Given request:
Please return the data below word for word, beginning at its first line and stopping after the line that contains "[606,143,845,274]".
───── Stored data
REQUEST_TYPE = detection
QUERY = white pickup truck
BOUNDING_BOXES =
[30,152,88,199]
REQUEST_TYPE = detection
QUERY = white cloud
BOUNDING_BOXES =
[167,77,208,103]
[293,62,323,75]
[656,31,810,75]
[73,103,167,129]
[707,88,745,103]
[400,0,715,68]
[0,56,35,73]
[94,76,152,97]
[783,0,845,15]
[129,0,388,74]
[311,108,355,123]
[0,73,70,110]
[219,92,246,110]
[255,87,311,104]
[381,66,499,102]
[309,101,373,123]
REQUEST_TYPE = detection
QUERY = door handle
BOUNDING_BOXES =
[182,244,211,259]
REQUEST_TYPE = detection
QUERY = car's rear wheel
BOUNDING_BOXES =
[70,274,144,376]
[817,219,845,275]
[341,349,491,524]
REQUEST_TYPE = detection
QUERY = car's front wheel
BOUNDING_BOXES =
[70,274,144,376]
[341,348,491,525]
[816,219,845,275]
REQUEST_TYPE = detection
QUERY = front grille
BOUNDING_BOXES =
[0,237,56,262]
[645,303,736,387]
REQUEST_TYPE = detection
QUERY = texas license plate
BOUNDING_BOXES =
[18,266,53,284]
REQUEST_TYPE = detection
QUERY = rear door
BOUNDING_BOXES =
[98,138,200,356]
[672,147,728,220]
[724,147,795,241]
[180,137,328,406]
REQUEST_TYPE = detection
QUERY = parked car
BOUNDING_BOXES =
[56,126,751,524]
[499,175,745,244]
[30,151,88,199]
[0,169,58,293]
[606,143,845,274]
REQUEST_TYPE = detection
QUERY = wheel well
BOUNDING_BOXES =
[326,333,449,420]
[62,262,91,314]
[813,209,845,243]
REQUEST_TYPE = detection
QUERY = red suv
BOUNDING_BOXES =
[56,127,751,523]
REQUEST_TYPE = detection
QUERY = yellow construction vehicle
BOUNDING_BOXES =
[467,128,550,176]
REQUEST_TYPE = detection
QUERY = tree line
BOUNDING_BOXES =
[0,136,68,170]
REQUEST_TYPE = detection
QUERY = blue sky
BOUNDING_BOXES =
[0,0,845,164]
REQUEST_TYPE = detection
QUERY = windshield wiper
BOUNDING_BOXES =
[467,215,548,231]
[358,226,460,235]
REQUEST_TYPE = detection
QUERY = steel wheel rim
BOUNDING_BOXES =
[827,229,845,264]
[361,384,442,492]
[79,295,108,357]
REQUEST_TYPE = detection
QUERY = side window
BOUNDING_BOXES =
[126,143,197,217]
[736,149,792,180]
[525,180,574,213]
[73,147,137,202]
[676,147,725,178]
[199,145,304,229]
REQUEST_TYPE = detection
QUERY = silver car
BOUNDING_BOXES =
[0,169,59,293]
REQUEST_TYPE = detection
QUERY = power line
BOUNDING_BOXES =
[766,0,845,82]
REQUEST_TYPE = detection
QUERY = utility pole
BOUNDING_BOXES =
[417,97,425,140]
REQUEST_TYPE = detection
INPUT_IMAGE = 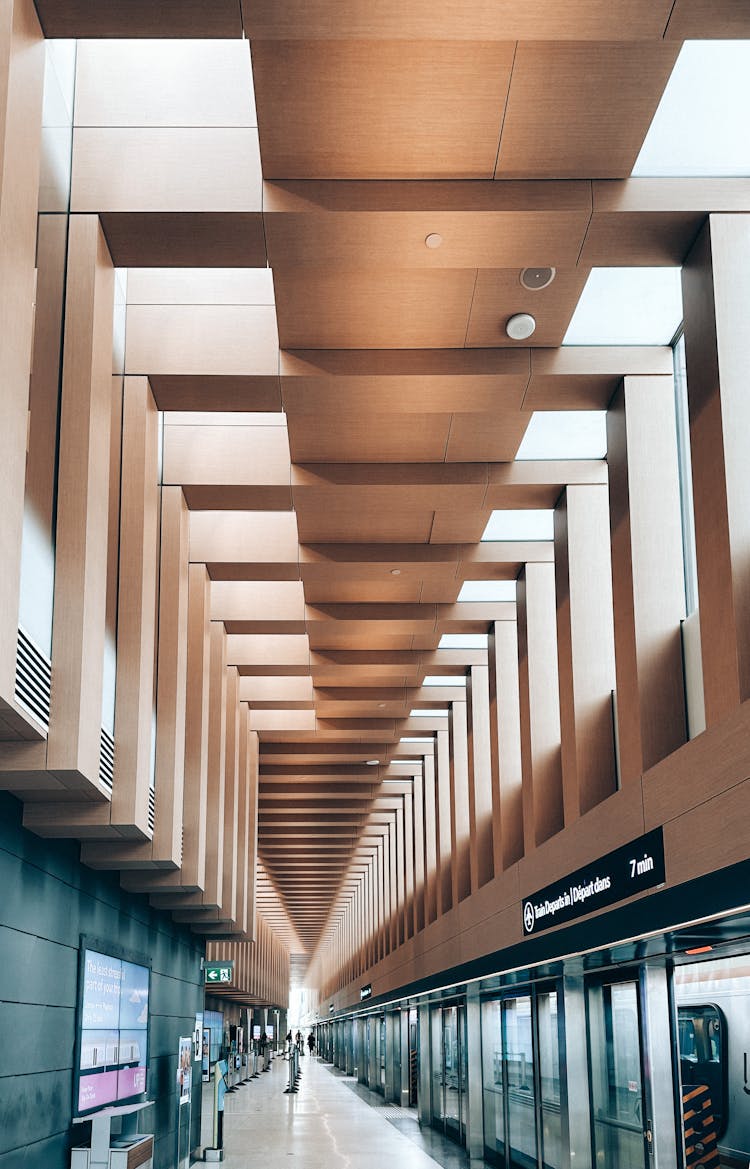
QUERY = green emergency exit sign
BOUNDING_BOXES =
──────────
The output:
REQUEST_TYPE = detection
QUERY = white pickup truck
BOUNDING_BOXES =
[30,152,88,199]
REQUEST_TYPE = detection
QUERY = white cloud
BOUNDING_BOXES =
[167,77,208,103]
[293,62,323,75]
[656,31,810,75]
[73,103,167,129]
[707,88,745,103]
[400,0,715,68]
[0,56,35,73]
[94,76,152,97]
[783,0,845,15]
[129,0,388,74]
[311,108,355,123]
[0,73,70,110]
[219,92,246,110]
[255,87,311,104]
[381,66,499,102]
[309,101,373,123]
REQUEST_TYPE = detection
QUERY = door handle
BOUNDING_BOXES =
[182,244,211,259]
REQUEST_TYPE = detection
QUERY = car's rear wheel
BOUNDING_BOXES =
[70,274,144,376]
[817,219,845,275]
[341,349,491,524]
REQUEST_TYPE = detection
QUERY = car's front wheel
BOUNDING_BOXES =
[70,274,144,376]
[341,348,491,525]
[816,219,845,275]
REQUEST_TYPE = detection
QUERY = front grille
BOUNDING_BOXES =
[0,237,56,262]
[645,303,736,387]
REQUEST_TYPE = detection
QUERY = texas license plate
BOUNDING_BOXES =
[18,266,53,284]
REQUEST_TYPE = detection
QUERY = rear door
BOUNDING_BOXES =
[98,138,200,356]
[672,147,728,220]
[724,147,795,241]
[180,137,328,406]
REQUEST_TYPE = detection
QUERY = parked car
BOUNDING_BOXES =
[56,126,751,524]
[499,175,745,244]
[30,151,88,199]
[0,169,58,293]
[606,143,845,274]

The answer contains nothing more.